WRITTEN PROBLEM — Can you pull out every line of the material below that contains the string "shadow" and copy each one?

EXCERPTED RECORDS —
[start]

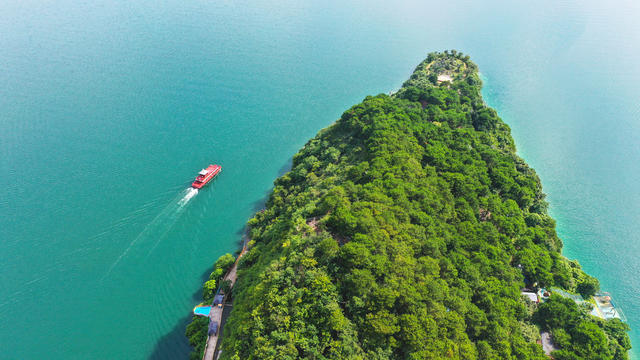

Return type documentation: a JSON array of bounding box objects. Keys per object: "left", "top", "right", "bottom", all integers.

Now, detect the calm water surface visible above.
[{"left": 0, "top": 0, "right": 640, "bottom": 359}]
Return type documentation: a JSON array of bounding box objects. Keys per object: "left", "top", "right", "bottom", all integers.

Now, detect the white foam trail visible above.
[
  {"left": 178, "top": 188, "right": 198, "bottom": 206},
  {"left": 102, "top": 188, "right": 198, "bottom": 280}
]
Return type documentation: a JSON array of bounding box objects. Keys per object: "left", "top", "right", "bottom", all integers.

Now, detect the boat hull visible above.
[{"left": 191, "top": 165, "right": 222, "bottom": 189}]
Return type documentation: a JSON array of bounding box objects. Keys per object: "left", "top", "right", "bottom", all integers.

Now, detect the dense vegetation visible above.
[
  {"left": 185, "top": 254, "right": 236, "bottom": 360},
  {"left": 185, "top": 51, "right": 629, "bottom": 360}
]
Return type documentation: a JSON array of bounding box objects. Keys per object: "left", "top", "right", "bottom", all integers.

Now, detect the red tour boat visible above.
[{"left": 191, "top": 165, "right": 222, "bottom": 189}]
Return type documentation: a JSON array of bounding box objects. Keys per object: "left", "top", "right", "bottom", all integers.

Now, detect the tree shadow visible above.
[{"left": 149, "top": 157, "right": 293, "bottom": 360}]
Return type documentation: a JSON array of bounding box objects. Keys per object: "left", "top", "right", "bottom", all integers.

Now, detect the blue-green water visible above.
[{"left": 0, "top": 0, "right": 640, "bottom": 359}]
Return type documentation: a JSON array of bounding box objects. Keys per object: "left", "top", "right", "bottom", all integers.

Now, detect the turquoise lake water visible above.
[{"left": 0, "top": 0, "right": 640, "bottom": 359}]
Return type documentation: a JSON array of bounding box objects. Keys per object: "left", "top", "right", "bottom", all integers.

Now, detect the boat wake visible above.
[{"left": 102, "top": 187, "right": 198, "bottom": 280}]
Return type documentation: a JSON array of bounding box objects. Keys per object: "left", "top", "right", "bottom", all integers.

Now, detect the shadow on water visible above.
[
  {"left": 149, "top": 157, "right": 293, "bottom": 360},
  {"left": 149, "top": 315, "right": 191, "bottom": 360},
  {"left": 149, "top": 266, "right": 208, "bottom": 360}
]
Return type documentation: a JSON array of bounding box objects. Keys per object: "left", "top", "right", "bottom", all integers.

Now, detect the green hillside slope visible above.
[{"left": 190, "top": 51, "right": 630, "bottom": 360}]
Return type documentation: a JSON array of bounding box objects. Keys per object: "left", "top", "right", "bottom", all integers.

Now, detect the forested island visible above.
[{"left": 187, "top": 51, "right": 631, "bottom": 360}]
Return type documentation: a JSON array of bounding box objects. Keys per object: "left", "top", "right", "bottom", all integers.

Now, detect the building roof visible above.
[{"left": 521, "top": 291, "right": 538, "bottom": 302}]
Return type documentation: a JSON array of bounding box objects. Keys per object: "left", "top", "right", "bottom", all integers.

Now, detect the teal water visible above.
[{"left": 0, "top": 0, "right": 640, "bottom": 359}]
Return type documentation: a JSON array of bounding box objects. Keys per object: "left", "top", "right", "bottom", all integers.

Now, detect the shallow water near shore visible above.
[{"left": 0, "top": 0, "right": 640, "bottom": 359}]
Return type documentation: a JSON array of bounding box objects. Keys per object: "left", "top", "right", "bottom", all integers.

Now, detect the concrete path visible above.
[{"left": 202, "top": 248, "right": 247, "bottom": 360}]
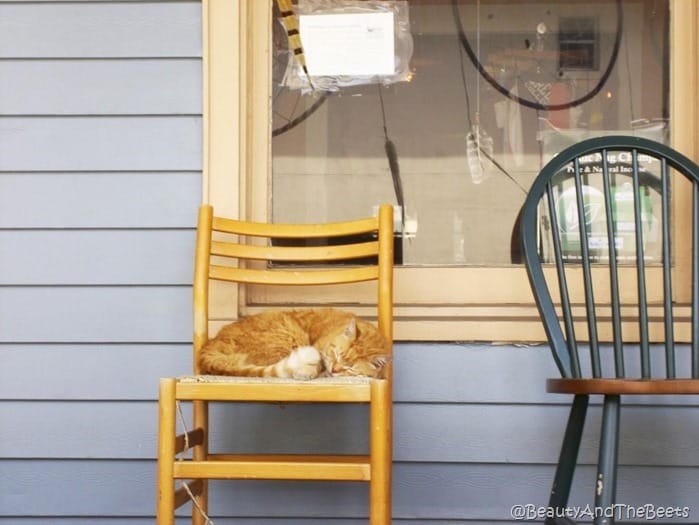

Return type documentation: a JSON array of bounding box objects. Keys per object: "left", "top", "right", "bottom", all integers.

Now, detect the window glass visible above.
[{"left": 270, "top": 0, "right": 669, "bottom": 266}]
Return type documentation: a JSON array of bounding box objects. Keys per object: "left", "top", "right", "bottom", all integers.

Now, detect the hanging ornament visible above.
[
  {"left": 466, "top": 0, "right": 495, "bottom": 184},
  {"left": 466, "top": 113, "right": 494, "bottom": 184}
]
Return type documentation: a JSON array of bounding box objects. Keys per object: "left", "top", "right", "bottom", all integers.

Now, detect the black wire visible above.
[
  {"left": 376, "top": 84, "right": 405, "bottom": 221},
  {"left": 451, "top": 0, "right": 623, "bottom": 111}
]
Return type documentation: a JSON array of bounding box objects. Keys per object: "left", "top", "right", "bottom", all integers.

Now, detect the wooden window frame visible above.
[{"left": 202, "top": 0, "right": 699, "bottom": 342}]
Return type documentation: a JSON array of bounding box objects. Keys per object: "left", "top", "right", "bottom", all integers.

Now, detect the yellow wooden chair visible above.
[{"left": 157, "top": 205, "right": 393, "bottom": 525}]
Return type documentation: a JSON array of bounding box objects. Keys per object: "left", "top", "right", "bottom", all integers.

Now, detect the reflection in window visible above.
[{"left": 271, "top": 0, "right": 669, "bottom": 266}]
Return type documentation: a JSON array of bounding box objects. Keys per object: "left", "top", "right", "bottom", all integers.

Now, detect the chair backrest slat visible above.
[
  {"left": 602, "top": 149, "right": 626, "bottom": 377},
  {"left": 209, "top": 264, "right": 379, "bottom": 286},
  {"left": 541, "top": 182, "right": 580, "bottom": 376},
  {"left": 573, "top": 158, "right": 602, "bottom": 377},
  {"left": 519, "top": 136, "right": 699, "bottom": 379},
  {"left": 660, "top": 159, "right": 677, "bottom": 379},
  {"left": 211, "top": 241, "right": 379, "bottom": 262},
  {"left": 692, "top": 181, "right": 699, "bottom": 378},
  {"left": 631, "top": 149, "right": 651, "bottom": 379}
]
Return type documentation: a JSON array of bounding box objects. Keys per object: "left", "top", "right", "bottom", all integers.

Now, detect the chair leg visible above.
[
  {"left": 546, "top": 395, "right": 589, "bottom": 524},
  {"left": 369, "top": 381, "right": 392, "bottom": 525},
  {"left": 192, "top": 401, "right": 209, "bottom": 525},
  {"left": 157, "top": 378, "right": 175, "bottom": 525},
  {"left": 594, "top": 395, "right": 620, "bottom": 525}
]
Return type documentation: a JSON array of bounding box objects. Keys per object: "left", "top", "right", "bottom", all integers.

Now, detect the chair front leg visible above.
[
  {"left": 157, "top": 379, "right": 176, "bottom": 525},
  {"left": 594, "top": 395, "right": 621, "bottom": 525},
  {"left": 546, "top": 394, "right": 589, "bottom": 525}
]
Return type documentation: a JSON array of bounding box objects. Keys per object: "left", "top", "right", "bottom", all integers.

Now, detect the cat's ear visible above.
[
  {"left": 344, "top": 318, "right": 357, "bottom": 341},
  {"left": 371, "top": 355, "right": 391, "bottom": 370}
]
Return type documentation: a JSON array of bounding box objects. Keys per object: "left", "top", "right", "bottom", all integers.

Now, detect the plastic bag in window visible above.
[{"left": 278, "top": 0, "right": 413, "bottom": 92}]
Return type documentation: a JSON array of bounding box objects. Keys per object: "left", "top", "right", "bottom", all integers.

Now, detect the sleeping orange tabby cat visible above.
[{"left": 199, "top": 308, "right": 389, "bottom": 379}]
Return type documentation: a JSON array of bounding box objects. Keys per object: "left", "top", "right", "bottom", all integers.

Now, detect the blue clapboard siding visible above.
[
  {"left": 0, "top": 0, "right": 202, "bottom": 525},
  {"left": 0, "top": 58, "right": 201, "bottom": 115},
  {"left": 0, "top": 171, "right": 201, "bottom": 230},
  {"left": 0, "top": 459, "right": 697, "bottom": 523},
  {"left": 0, "top": 1, "right": 201, "bottom": 57}
]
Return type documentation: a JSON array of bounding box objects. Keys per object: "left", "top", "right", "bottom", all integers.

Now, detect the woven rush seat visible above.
[{"left": 177, "top": 374, "right": 371, "bottom": 385}]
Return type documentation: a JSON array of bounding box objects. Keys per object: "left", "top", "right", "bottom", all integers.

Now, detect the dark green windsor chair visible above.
[{"left": 521, "top": 136, "right": 699, "bottom": 524}]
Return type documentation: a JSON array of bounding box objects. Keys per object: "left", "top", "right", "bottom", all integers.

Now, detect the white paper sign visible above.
[{"left": 299, "top": 12, "right": 395, "bottom": 76}]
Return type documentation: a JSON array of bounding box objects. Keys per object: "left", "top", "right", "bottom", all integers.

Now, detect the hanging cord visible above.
[
  {"left": 451, "top": 0, "right": 623, "bottom": 111},
  {"left": 376, "top": 84, "right": 405, "bottom": 228},
  {"left": 457, "top": 24, "right": 527, "bottom": 194},
  {"left": 176, "top": 401, "right": 216, "bottom": 525}
]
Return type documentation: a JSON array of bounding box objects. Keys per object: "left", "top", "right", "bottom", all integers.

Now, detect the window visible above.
[{"left": 204, "top": 0, "right": 699, "bottom": 341}]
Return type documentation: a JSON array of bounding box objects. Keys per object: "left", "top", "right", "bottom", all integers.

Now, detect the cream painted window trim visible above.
[{"left": 202, "top": 0, "right": 699, "bottom": 341}]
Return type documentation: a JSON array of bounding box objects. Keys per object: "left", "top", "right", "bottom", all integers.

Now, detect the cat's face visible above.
[{"left": 316, "top": 320, "right": 388, "bottom": 377}]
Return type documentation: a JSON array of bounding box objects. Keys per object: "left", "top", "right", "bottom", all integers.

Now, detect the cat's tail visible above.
[{"left": 199, "top": 346, "right": 323, "bottom": 379}]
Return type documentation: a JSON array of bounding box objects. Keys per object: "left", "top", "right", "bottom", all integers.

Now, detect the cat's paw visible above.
[{"left": 286, "top": 346, "right": 323, "bottom": 379}]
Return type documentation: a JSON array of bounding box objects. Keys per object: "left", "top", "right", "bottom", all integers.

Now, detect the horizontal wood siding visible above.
[
  {"left": 0, "top": 0, "right": 699, "bottom": 525},
  {"left": 0, "top": 0, "right": 202, "bottom": 525}
]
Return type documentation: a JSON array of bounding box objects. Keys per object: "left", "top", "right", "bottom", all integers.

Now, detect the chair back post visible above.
[
  {"left": 192, "top": 205, "right": 213, "bottom": 374},
  {"left": 377, "top": 204, "right": 393, "bottom": 348}
]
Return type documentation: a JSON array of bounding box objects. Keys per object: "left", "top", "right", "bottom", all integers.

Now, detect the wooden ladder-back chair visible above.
[
  {"left": 157, "top": 205, "right": 393, "bottom": 525},
  {"left": 521, "top": 136, "right": 699, "bottom": 524}
]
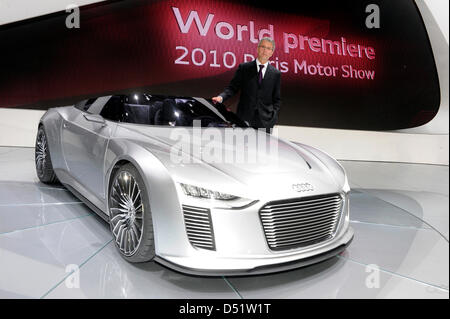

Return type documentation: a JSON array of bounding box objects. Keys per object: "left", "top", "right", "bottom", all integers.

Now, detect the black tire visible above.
[
  {"left": 34, "top": 125, "right": 58, "bottom": 184},
  {"left": 108, "top": 164, "right": 155, "bottom": 263}
]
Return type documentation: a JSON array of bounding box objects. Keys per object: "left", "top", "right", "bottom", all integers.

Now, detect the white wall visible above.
[
  {"left": 0, "top": 0, "right": 449, "bottom": 165},
  {"left": 0, "top": 0, "right": 105, "bottom": 25}
]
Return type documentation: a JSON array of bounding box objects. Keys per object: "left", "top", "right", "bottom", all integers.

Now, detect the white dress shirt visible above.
[{"left": 256, "top": 59, "right": 269, "bottom": 79}]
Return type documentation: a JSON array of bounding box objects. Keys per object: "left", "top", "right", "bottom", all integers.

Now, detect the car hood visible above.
[{"left": 115, "top": 124, "right": 339, "bottom": 200}]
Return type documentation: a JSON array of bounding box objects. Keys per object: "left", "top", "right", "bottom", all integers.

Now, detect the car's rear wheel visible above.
[
  {"left": 34, "top": 126, "right": 58, "bottom": 184},
  {"left": 109, "top": 164, "right": 155, "bottom": 262}
]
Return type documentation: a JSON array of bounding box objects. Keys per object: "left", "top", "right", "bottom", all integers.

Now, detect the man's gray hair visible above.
[{"left": 258, "top": 37, "right": 275, "bottom": 51}]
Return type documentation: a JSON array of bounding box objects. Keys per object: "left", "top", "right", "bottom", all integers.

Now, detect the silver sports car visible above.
[{"left": 35, "top": 93, "right": 353, "bottom": 276}]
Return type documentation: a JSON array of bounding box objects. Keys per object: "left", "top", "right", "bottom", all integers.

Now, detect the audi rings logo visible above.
[{"left": 292, "top": 183, "right": 314, "bottom": 192}]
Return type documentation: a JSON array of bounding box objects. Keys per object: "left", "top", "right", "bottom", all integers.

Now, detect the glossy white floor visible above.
[{"left": 0, "top": 147, "right": 449, "bottom": 298}]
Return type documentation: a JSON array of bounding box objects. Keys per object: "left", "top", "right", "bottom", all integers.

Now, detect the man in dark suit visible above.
[{"left": 212, "top": 38, "right": 281, "bottom": 131}]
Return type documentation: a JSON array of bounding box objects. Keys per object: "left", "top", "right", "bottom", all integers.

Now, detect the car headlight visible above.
[
  {"left": 178, "top": 183, "right": 257, "bottom": 209},
  {"left": 180, "top": 183, "right": 238, "bottom": 200},
  {"left": 342, "top": 174, "right": 350, "bottom": 193}
]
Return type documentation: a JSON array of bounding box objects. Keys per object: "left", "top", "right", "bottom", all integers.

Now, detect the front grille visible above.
[
  {"left": 183, "top": 205, "right": 216, "bottom": 250},
  {"left": 259, "top": 194, "right": 343, "bottom": 250}
]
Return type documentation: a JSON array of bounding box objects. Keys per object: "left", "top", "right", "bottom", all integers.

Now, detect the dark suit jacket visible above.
[{"left": 220, "top": 61, "right": 281, "bottom": 128}]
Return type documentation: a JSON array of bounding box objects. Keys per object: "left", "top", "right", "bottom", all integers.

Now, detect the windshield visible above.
[{"left": 101, "top": 94, "right": 247, "bottom": 127}]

[end]

OUTPUT FOR THIS TASK —
Now, detect the tree shadow visible above.
Now, detect the shadow on water visible above.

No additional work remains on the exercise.